# Requirement
Reproduce every row below, replacing "even-odd" with "nonzero" wherever it occurs and leaving everything else unchanged.

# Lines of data
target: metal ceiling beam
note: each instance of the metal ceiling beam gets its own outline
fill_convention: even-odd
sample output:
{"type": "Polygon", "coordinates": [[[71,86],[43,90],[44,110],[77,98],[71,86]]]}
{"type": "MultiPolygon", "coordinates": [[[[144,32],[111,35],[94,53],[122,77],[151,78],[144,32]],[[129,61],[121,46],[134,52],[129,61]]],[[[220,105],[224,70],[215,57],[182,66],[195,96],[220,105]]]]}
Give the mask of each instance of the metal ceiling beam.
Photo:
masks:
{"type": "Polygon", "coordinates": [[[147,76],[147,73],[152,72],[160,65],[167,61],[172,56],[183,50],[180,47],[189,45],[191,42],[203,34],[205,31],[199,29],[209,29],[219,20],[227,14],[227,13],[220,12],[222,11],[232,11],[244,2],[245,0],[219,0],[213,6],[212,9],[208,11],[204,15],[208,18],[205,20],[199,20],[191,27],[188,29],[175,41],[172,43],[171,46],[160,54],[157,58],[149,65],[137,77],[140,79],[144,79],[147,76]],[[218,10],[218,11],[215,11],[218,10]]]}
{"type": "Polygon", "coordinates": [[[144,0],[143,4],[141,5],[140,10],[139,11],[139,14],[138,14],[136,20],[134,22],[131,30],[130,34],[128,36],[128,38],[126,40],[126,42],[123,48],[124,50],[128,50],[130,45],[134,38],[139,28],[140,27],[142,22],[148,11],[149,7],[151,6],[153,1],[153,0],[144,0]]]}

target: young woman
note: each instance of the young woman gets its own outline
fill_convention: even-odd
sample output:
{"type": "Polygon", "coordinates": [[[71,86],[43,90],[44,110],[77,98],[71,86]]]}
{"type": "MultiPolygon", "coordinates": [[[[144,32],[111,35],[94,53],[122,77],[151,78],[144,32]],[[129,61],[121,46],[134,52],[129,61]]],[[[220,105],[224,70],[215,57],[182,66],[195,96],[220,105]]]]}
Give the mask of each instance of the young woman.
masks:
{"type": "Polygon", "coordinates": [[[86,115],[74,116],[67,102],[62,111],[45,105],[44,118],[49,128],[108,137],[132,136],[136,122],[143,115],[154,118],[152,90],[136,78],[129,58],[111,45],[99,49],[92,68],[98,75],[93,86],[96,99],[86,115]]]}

# Full response
target: metal ceiling beam
note: each instance of the metal ceiling beam gets its own outline
fill_convention: nonzero
sample output:
{"type": "Polygon", "coordinates": [[[71,86],[43,90],[44,110],[77,98],[71,86]]]}
{"type": "MultiPolygon", "coordinates": [[[[144,32],[111,35],[94,53],[122,77],[151,78],[144,32]],[[129,61],[121,46],[134,52],[129,61]]],[[[220,105],[224,70],[215,57],[182,66],[195,96],[220,105]]]]}
Give the mask of each instance of the metal ceiling beam.
Photo:
masks:
{"type": "Polygon", "coordinates": [[[147,76],[147,73],[152,72],[160,65],[167,61],[172,56],[183,50],[180,47],[189,45],[191,42],[203,34],[205,31],[199,29],[209,29],[219,20],[227,14],[227,13],[220,12],[222,11],[232,11],[244,2],[245,0],[219,0],[213,6],[212,9],[208,11],[204,15],[208,18],[205,20],[199,20],[191,27],[188,29],[175,41],[172,43],[171,46],[160,54],[157,58],[149,65],[137,77],[140,79],[144,79],[147,76]],[[218,10],[218,11],[215,11],[218,10]]]}
{"type": "Polygon", "coordinates": [[[144,0],[143,4],[141,5],[140,10],[139,11],[139,14],[138,14],[136,20],[134,22],[131,30],[130,34],[128,36],[128,38],[126,40],[126,42],[123,48],[124,50],[128,50],[130,45],[134,38],[139,28],[140,27],[142,22],[148,11],[149,7],[151,6],[153,1],[153,0],[144,0]]]}

target: young woman
note: each instance of the young woman gets its own outline
fill_convention: nonzero
sample output:
{"type": "Polygon", "coordinates": [[[71,86],[43,90],[44,110],[77,98],[71,86]]]}
{"type": "MultiPolygon", "coordinates": [[[[144,32],[111,35],[94,53],[122,77],[151,78],[144,32]],[[129,61],[121,46],[134,52],[129,61]]],[[[220,105],[224,70],[215,57],[182,66],[195,96],[220,105]]]]}
Give the mask of each instance of the young woman.
masks:
{"type": "Polygon", "coordinates": [[[86,115],[74,116],[67,102],[62,111],[45,105],[44,118],[49,128],[108,137],[132,136],[136,122],[143,115],[154,118],[152,90],[136,78],[129,58],[111,45],[99,49],[92,68],[98,75],[93,86],[96,99],[86,115]]]}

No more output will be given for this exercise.